Data for this task
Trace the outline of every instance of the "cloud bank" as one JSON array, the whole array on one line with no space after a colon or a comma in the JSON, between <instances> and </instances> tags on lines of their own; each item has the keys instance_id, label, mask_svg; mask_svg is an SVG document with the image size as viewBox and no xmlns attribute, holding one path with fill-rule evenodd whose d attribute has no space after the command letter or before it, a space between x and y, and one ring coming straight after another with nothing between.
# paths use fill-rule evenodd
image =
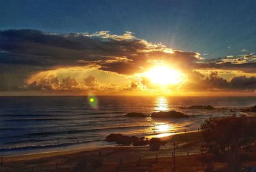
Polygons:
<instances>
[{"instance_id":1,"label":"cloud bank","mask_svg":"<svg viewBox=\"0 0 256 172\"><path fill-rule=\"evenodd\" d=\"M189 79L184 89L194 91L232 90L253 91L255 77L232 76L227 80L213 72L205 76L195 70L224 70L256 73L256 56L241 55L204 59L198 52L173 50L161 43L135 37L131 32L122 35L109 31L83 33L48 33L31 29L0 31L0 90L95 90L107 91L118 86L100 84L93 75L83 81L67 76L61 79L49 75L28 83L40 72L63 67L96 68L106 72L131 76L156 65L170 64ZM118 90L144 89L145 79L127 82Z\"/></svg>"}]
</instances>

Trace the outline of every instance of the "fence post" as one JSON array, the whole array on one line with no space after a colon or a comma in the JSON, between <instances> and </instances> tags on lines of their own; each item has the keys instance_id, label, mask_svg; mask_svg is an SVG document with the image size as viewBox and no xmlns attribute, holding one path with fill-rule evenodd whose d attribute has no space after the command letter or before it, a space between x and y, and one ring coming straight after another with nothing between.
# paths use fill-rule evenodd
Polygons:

Stated goal
Copy the lines above word for word, all of them, but leave out the pictures.

Task result
Trace the outline of every instance of the "cloud bank" as one JSON array, the whole array on one line with no space after a colon or a comma in the JSON, between <instances> and </instances> tags on lines of their own; each item has the keys instance_id, label, mask_svg; mask_svg is an SVG document with the image size as viewBox and no xmlns attribute, holding one path with fill-rule evenodd whose d attribute has no space after the command letter or before it, a space between x and y, and one ring coming straight after another with nothing between.
# paths use fill-rule evenodd
image =
Polygons:
<instances>
[{"instance_id":1,"label":"cloud bank","mask_svg":"<svg viewBox=\"0 0 256 172\"><path fill-rule=\"evenodd\" d=\"M189 79L184 89L194 91L232 90L253 91L255 77L232 76L227 80L213 72L205 76L195 70L224 70L256 73L256 56L241 55L204 59L198 52L173 50L161 43L135 37L131 32L122 35L109 31L83 33L48 33L31 29L0 31L0 90L95 90L107 91L118 86L100 84L93 75L83 81L67 76L61 79L49 75L28 83L40 72L63 67L96 68L106 72L131 76L156 65L170 64ZM118 90L144 89L145 79L127 82Z\"/></svg>"}]
</instances>

Trace the outline of every instance of the "fence post" as one JSON array, the whole array on one line with no space after a colon or a comma in the JSON, between <instances> and </instances> tags on lines of their own; each item has the keys instance_id, label, mask_svg; mask_svg is an SVG document with the image size as viewBox and no xmlns attribute, holding one path with fill-rule evenodd whose d attribute has no space after the command letter or before it, a space between x and y, and one ring coming straight after another with nothing between.
# paths use fill-rule evenodd
Polygons:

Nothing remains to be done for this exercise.